* [Text provided]
***
A more efficient way to resizing Numpy Array into different size chunks

Question

Sorry I am not sure how to put the title more accurately.

I have an array which I would like to evenly split into 3 arrays, then each array will have a different size which is the downsampled version of the original array via averaging.

Here is what I have:

import numpy as np
a = np.arange(100)
bins = [5, 4, 3]
split_index = [[20, 39], [40, 59], [60, 80]]
b = []
for count, item in enumerate(bins):
    start = split_index[count][0]
    end = split_index[count][1]
    increment = (end - start) // item
    b_per_band = []
    for i in range(item):
        each_slice = a[start + i * increment : start + (i + 1) * increment]
        b_per_band.append(each_slice.mean())
    b.append(b_per_band)
print(b)

Result:

[[21.0, 24.0, 27.0, 30.0, 33.0], [41.5, 45.5, 49.5, 53.5], [62.5, 68.5, 74.5]]

So I loop through bins, find out how much increment is for each step. Slice it accordingly and append the mean to the result.

But this is really ugly and most importantly has bad performance. As I am dealing with audio spectrum in my case, I would really like to learn a more efficient way to achieving the same result.
***
* [Data block]
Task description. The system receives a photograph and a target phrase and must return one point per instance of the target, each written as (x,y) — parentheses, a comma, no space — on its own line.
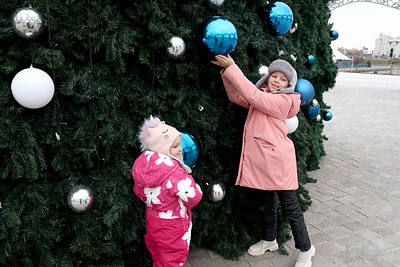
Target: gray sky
***
* [Exercise tasks]
a) Return the portion of the NumPy array post from "A more efficient way to resizing" up to and including "a = np.arange(100)", copied verbatim.
b) In the NumPy array post, what kind of data is the author working with?
c) Write what comes next in the post about resizing a NumPy array into chunks, picking up after its final sentence.

* [Set of answers]
a)
A more efficient way to resizing Numpy Array into different size chunks

Question

Sorry I am not sure how to put the title more accurately.

I have an array which I would like to evenly split into 3 arrays, then each array will have a different size which is the downsampled version of the original array via averaging.

Here is what I have:

import numpy as np
a = np.arange(100)

b) Audio spectrum.

c)
Any suggestion?

Answer 1

Here's an option using np.add.reduceat:

a = np.arange(100)
n_in_bin = [5, 4, 3]
split_index = [[20, 39], [40, 59], [60, 80]]
b = []
for i, sl in enumerate(split_index):
    n_bins = (sl[1]-sl[0])//n_in_bin[i]
    v = a[sl[0]:sl[0]+n_in_bin[i]*(n_bins)]
    sel_bins = np.linspace(0, len(v), n_in_bin[i]+1, True).astype(np.int)
    b.append(np.add.reduceat(v, sel_bins[:-1])/np.diff(sel_bins)))
print(b)
# [array([21., 24., 27., 30., 33.]) array([41.5, 45.5, 49.5, 53.5]) array([62.5, 68.5, 74.5])]

Some notes:

• I changed the name bins to n_in_bin to clarify a bit.
• using the floor division, you discard some data. Don't know if that's really important, just a hint.
• the thing that should make this code faster, at least for large array sizes and 'chunks', is the use of np.add.reduceat. From my experience, this can be more efficient than looping.
• if you have NaNs in your input data, check out this Q&A.

EDIT/REVISION

Since I'm also working on binning stuff at the moment, I tried a couple of things and ran timeit for the three methods shown so far, 'looped' for the one in the question, 'npredat' using np.add.reduceat, npsplit using np.split and got for 100000 iterations an avg time per iteration in [µs]:

a = np.arange(10000)
bins = [5, 4, 3]
split_index = [[20, 3900], [40, 5900], [60, 8000]]
-->
looped: 127.3, npredat: 116.9, npsplit: 135.5

vs.

a = np.arange(100)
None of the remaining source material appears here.